Document segment:
-*-
A White House adviser said Sunday that he’s afraid to go to work because of the coronavirus.
Kevin Hassett told CBS News that it’s “scary” to show up to work now that several staffers at the White House have been exposed to COVID-19, the New York Post reported.
“People have to step up”
A staffer at the West Wing tested positive for the virus on Friday, setting off speculation of the virus spreading through the executive branch — and prompting criticism from many on the left, who took the story as a metaphor for Trump’s supposed incompetence. But media drama aside, some staffers are feeling concerned.
“It is scary to go to work,” Hassett told CBS’s Margaret Brennan, according to the New York Post. “I was not part of the White House in March. I think that I’d be a lot safer if I was sitting at home instead of going to the West Wing. But, you know, it’s a time when people have to step up and serve their country.”
Katie Miller, the press secretary for Vice President Mike Pence and wife of Trump adviser Stephen Miller, and a personal valet of Trump’s both have the virus. Other White House staffers are being checked regularly for the virus, NBC News reports.
Adding to the fear, Hassett said, is the fact that the White House is a cramped building. The adviser said that he practices “aggressive social distancing” and wears a mask when needed.
“There’s a lot of things that you can’t do except there, like if you’re going to have secure communications,” he said Sunday, according to the New York Post.
“It’s very well contained”
The disease has also made its impact felt on the White House’s coronavirus task force. According to ABC News, Dr. Anthony Fauci, the face of the task force, is now entering quarantine after possibly coming into contact with the virus. Fauci will reportedly work from home for two weeks, except for occasions when he may drop in at the National Institutes of Health.
-*-
Task requirements:
**A)** Answer these from the White House coronavirus article:
(i) Which news organization did Kevin Hassett speak with on Sunday?
(ii) For whom does Katie Miller serve as press secretary?
(iii) For how long will Dr. Anthony Fauci reportedly work from home?
**B)** Output the part of the White House coronavirus article between "A White House" and "are feeling concerned.", inclusive.
Answer from the article's own words alone.
-*-
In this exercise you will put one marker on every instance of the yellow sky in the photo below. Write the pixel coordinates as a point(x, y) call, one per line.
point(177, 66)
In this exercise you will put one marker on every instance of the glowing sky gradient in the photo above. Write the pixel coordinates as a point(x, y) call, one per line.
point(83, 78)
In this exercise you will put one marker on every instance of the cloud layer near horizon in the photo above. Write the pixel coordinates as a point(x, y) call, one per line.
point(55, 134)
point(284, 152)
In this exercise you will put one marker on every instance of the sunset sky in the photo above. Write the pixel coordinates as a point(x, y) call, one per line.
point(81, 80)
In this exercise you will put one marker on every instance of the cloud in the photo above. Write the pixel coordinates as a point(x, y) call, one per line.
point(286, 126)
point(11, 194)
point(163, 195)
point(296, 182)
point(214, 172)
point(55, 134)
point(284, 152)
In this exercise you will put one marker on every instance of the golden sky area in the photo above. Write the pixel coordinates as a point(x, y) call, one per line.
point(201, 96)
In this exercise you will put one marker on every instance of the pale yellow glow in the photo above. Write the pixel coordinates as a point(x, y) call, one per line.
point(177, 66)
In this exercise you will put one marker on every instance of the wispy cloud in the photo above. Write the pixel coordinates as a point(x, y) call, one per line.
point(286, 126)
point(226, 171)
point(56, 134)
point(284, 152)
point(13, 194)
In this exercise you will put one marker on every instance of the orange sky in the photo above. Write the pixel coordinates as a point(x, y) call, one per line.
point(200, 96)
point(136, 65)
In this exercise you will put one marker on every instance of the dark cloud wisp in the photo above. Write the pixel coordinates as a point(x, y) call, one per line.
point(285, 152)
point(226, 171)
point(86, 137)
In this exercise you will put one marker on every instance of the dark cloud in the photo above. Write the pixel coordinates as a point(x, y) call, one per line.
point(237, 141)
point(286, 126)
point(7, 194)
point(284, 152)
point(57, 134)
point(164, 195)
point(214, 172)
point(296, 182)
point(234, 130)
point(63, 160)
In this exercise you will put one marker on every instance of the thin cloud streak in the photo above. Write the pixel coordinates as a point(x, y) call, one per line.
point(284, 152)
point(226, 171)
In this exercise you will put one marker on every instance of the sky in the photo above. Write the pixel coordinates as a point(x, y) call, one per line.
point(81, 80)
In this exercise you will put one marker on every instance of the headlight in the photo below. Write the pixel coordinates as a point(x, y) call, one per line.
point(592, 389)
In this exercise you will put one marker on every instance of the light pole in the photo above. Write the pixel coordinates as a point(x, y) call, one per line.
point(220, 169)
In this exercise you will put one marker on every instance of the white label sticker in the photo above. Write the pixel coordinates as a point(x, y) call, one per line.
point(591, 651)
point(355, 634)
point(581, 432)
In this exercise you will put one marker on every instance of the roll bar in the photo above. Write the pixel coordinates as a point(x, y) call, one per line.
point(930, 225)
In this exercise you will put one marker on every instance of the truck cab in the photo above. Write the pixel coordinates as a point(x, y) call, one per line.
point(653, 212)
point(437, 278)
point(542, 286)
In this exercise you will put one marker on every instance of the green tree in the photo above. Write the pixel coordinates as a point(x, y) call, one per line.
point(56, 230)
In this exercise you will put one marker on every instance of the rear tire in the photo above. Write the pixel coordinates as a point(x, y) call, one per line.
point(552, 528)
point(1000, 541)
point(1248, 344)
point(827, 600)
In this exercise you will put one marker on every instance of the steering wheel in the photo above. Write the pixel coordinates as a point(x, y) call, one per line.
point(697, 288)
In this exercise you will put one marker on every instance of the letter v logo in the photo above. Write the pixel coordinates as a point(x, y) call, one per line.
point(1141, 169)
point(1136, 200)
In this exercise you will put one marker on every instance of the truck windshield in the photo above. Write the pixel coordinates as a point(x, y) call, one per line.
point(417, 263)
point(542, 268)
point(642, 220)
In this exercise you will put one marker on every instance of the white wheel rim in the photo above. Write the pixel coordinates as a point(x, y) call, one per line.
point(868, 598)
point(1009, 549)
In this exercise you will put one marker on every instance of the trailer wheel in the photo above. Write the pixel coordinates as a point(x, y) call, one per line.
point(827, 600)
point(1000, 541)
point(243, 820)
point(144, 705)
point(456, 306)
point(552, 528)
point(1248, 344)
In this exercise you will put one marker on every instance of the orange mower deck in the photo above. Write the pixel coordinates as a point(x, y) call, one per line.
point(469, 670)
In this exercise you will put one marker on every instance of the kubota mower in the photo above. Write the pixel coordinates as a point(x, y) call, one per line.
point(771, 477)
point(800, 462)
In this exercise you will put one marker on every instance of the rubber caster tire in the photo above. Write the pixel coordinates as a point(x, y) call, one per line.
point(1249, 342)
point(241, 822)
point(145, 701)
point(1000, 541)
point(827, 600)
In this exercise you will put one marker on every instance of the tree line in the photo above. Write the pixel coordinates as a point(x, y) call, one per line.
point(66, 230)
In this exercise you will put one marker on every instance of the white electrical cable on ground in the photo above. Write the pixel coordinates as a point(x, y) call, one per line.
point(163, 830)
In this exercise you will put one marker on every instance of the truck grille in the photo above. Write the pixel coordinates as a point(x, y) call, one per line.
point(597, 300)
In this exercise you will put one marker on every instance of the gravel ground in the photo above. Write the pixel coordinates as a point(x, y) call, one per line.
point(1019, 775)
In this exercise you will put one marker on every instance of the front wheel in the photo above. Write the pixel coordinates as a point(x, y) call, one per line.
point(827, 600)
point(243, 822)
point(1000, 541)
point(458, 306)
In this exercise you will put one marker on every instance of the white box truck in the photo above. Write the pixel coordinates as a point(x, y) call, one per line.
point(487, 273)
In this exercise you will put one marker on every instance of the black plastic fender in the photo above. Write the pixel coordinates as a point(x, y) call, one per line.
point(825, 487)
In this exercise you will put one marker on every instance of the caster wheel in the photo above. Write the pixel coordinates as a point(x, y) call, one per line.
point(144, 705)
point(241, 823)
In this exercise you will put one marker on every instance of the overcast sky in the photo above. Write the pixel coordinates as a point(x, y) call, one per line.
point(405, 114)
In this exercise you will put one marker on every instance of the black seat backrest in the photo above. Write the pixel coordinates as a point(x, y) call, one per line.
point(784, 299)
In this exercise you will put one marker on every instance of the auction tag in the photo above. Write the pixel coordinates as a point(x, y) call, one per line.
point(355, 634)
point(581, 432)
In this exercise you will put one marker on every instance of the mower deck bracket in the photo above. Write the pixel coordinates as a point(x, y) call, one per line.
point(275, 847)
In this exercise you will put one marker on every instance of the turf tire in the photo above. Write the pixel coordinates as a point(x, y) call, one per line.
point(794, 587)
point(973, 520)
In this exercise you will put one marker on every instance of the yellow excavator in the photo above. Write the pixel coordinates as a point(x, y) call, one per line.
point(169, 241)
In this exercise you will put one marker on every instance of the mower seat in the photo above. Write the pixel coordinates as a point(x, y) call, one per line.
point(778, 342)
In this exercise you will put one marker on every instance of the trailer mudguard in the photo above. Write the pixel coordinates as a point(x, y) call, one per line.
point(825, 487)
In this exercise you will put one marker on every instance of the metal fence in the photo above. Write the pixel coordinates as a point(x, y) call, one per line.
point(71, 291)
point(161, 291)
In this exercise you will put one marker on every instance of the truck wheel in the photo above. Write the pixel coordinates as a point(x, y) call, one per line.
-*-
Response list:
**A)**
(i) CBS News
(ii) Vice President Mike Pence
(iii) Two weeks

**B)**
A White House adviser said Sunday that he’s afraid to go to work because of the coronavirus.
Kevin Hassett told CBS News that it’s “scary” to show up to work now that several staffers at the White House have been exposed to COVID-19, the New York Post reported.
“People have to step up”
A staffer at the West Wing tested positive for the virus on Friday, setting off speculation of the virus spreading through the executive branch — and prompting criticism from many on the left, who took the story as a metaphor for Trump’s supposed incompetence. But media drama aside, some staffers are feeling concerned.